* **Input**
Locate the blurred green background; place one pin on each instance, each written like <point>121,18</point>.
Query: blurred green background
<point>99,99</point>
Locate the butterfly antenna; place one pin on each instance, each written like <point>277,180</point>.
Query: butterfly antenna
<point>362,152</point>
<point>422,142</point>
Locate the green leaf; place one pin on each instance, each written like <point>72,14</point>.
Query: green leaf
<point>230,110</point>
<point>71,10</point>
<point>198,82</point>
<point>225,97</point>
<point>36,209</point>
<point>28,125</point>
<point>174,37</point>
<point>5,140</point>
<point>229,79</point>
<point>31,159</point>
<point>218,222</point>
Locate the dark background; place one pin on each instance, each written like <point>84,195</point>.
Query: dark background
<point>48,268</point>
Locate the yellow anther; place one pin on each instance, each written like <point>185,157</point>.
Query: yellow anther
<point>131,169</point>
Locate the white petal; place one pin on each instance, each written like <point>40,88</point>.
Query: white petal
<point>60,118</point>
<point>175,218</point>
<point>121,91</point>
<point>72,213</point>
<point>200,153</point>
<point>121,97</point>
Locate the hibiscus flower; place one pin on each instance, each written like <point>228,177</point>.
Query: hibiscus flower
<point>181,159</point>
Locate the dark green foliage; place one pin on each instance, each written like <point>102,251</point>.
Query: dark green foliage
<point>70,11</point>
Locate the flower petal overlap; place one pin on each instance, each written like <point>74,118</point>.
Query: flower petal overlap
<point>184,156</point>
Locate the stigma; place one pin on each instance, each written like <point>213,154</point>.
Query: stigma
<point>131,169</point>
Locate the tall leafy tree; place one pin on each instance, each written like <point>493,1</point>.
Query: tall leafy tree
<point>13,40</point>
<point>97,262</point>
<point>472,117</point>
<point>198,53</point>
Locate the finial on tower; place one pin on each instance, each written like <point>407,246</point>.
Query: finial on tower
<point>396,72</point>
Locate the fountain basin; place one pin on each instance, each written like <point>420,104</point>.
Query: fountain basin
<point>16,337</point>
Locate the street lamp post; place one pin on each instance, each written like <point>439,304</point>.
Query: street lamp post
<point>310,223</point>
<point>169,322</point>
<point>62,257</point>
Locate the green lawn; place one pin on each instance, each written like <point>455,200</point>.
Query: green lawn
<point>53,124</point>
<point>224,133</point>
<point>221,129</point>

* **Stated exercise**
Please quote the records above exactly, without skipping a line.

* **Exercise response**
Locate the blurred green background; place one pin on each instance, each written like <point>121,18</point>.
Query: blurred green background
<point>99,99</point>
Locate the butterfly antenna; place one pin on each instance, each written like <point>277,180</point>.
Query: butterfly antenna
<point>362,152</point>
<point>422,142</point>
Locate the green leaf; place one pin on each instance, each written like <point>72,14</point>.
Query: green leaf
<point>230,110</point>
<point>71,10</point>
<point>198,82</point>
<point>225,97</point>
<point>36,209</point>
<point>28,125</point>
<point>174,37</point>
<point>5,140</point>
<point>229,79</point>
<point>31,159</point>
<point>218,222</point>
Locate the dark background; place one pin on each instance, each written like <point>84,195</point>.
Query: dark background
<point>48,268</point>
Locate the yellow anther; place one pin on each instance, each written like <point>185,157</point>.
Query: yellow anther
<point>131,169</point>
Locate the white petal; place one pin on each instance, each written like <point>40,88</point>.
Query: white petal
<point>60,118</point>
<point>175,218</point>
<point>121,91</point>
<point>72,213</point>
<point>200,153</point>
<point>121,97</point>
Locate the hibiscus flower; place one pin on each instance, each written like <point>228,177</point>.
Query: hibiscus flower
<point>181,159</point>
Locate the dark green foliage; place one pin on each instance, each written like <point>102,251</point>.
Query: dark green foliage
<point>70,11</point>
Locate the flower petal overlap; place one pin on each instance, each written like <point>74,118</point>.
Query: flower petal overlap
<point>184,156</point>
Locate the stigma; place one pin on each instance, each written like <point>213,154</point>.
Query: stigma
<point>131,169</point>
Locate the tall leafy tree; place one pin on each instance, each written like <point>493,1</point>.
Query: tall leafy tree
<point>13,40</point>
<point>97,262</point>
<point>472,117</point>
<point>198,53</point>
Locate the finial on tower; place one pin on each instance, each written like <point>407,246</point>.
Query: finial on tower
<point>396,72</point>
Locate the fountain basin; place one pin on each instance, each written like <point>420,104</point>.
Query: fountain basin
<point>16,337</point>
Locate the street lamp post; place one pin on each instance, each written like <point>439,304</point>.
Query: street lamp post
<point>310,223</point>
<point>169,322</point>
<point>62,257</point>
Locate the green lawn; place one pin on each instance, each written like <point>455,200</point>.
Query: green lawn
<point>53,124</point>
<point>224,133</point>
<point>221,129</point>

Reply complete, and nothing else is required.